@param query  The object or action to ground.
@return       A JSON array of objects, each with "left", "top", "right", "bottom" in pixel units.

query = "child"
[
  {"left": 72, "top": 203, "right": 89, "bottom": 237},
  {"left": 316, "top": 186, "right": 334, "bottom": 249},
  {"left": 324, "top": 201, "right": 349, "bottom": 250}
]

Work to complete: Above are some records; extract every one of them exactly.

Solution:
@param query  The object or action to ground.
@return       A JSON array of objects, each with "left", "top", "right", "bottom" in pixel units.

query = "child"
[
  {"left": 72, "top": 203, "right": 89, "bottom": 237},
  {"left": 316, "top": 186, "right": 334, "bottom": 249},
  {"left": 324, "top": 201, "right": 349, "bottom": 250}
]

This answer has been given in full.